MATERIAL FOR THE TASK ->
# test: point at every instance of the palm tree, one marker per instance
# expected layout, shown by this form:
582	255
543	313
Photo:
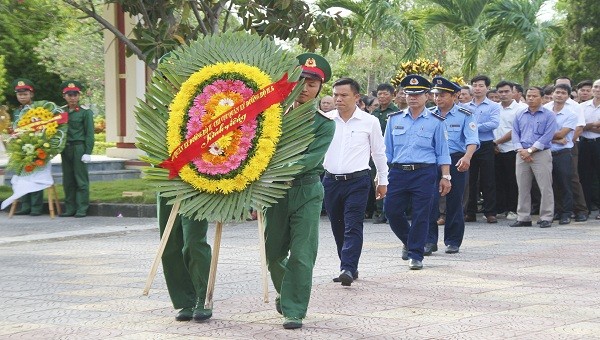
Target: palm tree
376	19
517	21
466	19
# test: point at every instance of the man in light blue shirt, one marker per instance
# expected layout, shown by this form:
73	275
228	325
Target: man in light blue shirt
481	174
415	145
533	131
463	141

DIRECTIONS FOR THIS TASK -> Can you write out every line of the listing above again, leaving the pictures out, but with each answer coordinate multiplied by 0.25 and rounded to a whole number (halves rounded up)? Keep the sample layout numbers unchanged.

TASK OUTPUT ->
# test: point at every instance of the palm tree, one marker per instance
# expected layout, shown by this form:
582	255
543	313
Photo:
Target: palm tree
94	5
129	5
117	5
# test: point at every instance of the man in light blue shirt, one marker per instance
# expected layout, shown by this form:
73	275
228	325
Target: man in light blue shirt
120	44
104	36
133	33
116	35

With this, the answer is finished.